__INFORMATION PROVIDED__.
★ ★ ★ ★ ★

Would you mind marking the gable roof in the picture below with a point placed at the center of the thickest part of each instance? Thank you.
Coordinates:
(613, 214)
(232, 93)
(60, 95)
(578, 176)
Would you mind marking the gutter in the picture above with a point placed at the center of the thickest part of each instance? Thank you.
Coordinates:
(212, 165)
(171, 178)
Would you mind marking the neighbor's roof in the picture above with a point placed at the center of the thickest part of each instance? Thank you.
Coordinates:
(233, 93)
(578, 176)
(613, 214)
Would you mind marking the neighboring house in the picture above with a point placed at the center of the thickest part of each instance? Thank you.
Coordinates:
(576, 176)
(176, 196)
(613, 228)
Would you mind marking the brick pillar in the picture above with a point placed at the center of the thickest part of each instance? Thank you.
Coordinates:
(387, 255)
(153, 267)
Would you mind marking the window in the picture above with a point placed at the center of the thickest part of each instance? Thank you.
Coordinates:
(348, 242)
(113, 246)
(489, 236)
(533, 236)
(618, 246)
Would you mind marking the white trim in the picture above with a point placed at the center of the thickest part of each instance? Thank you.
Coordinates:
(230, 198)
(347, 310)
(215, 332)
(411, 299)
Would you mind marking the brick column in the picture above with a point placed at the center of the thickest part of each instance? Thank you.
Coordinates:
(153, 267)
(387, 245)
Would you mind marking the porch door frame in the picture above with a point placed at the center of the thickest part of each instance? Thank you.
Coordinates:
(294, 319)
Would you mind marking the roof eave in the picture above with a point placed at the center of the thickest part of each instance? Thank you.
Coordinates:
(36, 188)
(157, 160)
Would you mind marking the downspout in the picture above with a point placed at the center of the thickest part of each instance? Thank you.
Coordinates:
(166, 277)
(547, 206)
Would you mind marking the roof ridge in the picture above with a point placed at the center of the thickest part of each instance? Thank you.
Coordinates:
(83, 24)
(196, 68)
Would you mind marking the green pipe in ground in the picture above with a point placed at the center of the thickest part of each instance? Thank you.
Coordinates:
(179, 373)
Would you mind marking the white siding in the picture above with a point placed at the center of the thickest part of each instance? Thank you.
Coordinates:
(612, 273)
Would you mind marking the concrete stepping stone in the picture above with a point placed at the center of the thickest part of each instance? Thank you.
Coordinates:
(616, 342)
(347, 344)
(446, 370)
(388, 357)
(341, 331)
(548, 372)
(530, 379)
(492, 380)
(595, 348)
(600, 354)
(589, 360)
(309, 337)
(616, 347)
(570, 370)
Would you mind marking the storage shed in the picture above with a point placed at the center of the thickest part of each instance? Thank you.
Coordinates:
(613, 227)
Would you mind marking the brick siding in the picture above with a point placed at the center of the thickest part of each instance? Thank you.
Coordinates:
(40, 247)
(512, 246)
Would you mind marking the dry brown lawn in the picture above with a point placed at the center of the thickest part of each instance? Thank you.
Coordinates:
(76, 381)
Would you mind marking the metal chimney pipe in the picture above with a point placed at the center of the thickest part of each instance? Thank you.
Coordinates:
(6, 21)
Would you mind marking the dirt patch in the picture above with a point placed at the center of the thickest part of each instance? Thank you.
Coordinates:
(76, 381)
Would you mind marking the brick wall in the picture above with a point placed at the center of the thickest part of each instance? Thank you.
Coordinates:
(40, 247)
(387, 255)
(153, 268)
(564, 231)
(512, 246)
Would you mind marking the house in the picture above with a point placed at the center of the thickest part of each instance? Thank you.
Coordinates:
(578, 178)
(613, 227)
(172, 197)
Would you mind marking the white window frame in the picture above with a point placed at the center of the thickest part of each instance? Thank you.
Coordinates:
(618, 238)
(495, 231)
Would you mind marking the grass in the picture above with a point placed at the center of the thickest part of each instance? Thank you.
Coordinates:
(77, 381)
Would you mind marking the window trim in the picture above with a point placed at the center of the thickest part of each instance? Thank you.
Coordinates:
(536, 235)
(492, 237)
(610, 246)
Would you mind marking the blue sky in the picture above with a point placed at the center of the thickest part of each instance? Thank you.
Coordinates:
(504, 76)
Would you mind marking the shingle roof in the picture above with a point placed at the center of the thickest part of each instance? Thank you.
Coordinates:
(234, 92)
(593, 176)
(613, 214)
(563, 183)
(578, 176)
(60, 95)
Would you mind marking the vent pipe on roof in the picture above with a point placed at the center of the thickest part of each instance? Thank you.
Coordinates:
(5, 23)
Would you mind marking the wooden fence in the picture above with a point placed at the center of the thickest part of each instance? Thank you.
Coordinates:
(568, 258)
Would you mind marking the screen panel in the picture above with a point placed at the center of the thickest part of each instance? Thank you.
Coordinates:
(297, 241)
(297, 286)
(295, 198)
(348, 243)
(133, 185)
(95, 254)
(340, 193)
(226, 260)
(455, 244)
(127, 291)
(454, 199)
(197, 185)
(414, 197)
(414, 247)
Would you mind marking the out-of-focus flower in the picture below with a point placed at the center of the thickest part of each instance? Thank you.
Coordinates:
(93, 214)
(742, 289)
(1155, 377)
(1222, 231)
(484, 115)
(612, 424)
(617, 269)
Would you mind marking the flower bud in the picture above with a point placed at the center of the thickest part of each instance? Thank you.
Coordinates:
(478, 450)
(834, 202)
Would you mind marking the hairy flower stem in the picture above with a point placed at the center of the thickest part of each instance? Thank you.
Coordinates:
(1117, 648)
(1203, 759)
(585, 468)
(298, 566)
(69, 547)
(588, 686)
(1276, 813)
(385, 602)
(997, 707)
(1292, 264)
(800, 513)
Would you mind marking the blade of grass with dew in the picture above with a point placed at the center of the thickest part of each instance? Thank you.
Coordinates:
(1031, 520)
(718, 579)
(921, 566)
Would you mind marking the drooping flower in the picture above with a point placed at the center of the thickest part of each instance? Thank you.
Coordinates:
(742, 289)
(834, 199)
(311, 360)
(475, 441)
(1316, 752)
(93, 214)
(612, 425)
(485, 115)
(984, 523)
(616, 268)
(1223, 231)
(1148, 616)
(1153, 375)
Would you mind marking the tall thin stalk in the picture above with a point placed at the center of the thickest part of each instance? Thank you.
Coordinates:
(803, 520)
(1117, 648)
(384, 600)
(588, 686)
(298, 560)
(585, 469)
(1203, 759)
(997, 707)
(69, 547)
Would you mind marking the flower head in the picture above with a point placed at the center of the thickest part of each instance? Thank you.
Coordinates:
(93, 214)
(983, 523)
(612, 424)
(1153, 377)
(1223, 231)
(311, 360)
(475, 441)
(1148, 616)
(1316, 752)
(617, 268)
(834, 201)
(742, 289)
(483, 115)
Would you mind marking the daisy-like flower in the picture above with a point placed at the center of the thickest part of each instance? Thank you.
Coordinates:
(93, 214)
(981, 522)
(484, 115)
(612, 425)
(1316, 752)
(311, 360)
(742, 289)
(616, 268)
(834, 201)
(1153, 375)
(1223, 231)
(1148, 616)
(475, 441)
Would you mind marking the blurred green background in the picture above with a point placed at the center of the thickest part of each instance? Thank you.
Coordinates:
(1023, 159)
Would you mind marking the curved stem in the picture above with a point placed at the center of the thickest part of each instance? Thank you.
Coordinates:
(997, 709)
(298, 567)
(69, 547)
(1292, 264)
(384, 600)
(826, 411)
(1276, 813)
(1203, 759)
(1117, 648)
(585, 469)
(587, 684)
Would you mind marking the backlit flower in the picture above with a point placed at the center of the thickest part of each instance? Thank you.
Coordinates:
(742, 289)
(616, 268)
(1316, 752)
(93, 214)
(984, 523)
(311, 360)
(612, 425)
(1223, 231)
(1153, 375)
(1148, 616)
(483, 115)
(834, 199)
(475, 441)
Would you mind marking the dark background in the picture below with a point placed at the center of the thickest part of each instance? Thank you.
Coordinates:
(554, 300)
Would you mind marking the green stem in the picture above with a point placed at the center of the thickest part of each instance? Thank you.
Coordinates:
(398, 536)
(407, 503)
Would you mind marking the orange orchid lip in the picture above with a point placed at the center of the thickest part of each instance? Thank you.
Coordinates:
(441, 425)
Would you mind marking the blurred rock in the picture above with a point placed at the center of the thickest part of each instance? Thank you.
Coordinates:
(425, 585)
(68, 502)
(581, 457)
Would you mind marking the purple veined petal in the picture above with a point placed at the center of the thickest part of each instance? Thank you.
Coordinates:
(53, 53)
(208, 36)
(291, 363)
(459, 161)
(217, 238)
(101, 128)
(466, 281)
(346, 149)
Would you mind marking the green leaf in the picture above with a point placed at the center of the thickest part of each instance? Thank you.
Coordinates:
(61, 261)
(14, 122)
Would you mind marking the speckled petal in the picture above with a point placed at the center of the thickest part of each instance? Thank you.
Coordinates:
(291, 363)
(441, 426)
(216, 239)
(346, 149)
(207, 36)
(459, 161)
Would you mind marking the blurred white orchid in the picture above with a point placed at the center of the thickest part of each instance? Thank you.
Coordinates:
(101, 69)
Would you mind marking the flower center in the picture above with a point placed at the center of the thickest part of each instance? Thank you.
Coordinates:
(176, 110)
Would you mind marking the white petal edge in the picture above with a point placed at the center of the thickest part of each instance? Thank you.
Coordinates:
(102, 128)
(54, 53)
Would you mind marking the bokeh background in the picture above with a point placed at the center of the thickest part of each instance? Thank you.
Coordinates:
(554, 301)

★ ★ ★ ★ ★

Convert the stretch of lines above, from the one containing "Would you mind marking the purple" through the last line, into a numbered list, leaving out blank lines.

__EXERCISE ANSWER__.
1. Would you mind marking the purple veined petal in the picture above with a point placed at the center of the thickest part of each instance? Thank you.
2. Coordinates:
3. (53, 53)
4. (208, 36)
5. (291, 363)
6. (459, 161)
7. (217, 238)
8. (101, 128)
9. (466, 281)
10. (346, 149)
11. Would you mind marking the green leaf in the picture above with a point placed at the center of the thickest part of each instance? Thank you.
12. Coordinates:
13. (61, 261)
14. (14, 122)
15. Would you mind marking the speckled petal in the picture above with a point placed at the center of the thickest part of each instance? Thank you.
16. Coordinates:
17. (291, 363)
18. (441, 426)
19. (216, 239)
20. (346, 149)
21. (207, 36)
22. (459, 161)
23. Would you mind marking the blurred white orchid in the picture above with a point placed at the center of the thickest part of each instance? Thank you.
24. Coordinates:
25. (101, 69)
26. Would you mind marking the flower center in the picture above with a point placed at the center of the thickest part of each instance? Thank you.
27. Coordinates:
28. (176, 110)
29. Would you mind marking the white petal edge in the picture above with a point placed at the center of the thickest part of each instance? Thank you.
30. Coordinates:
31. (102, 128)
32. (54, 53)
33. Would you mind marking the bokeh background in the picture above with a point placed at the center of the thickest part of each instance? Thank you.
34. Coordinates:
35. (554, 301)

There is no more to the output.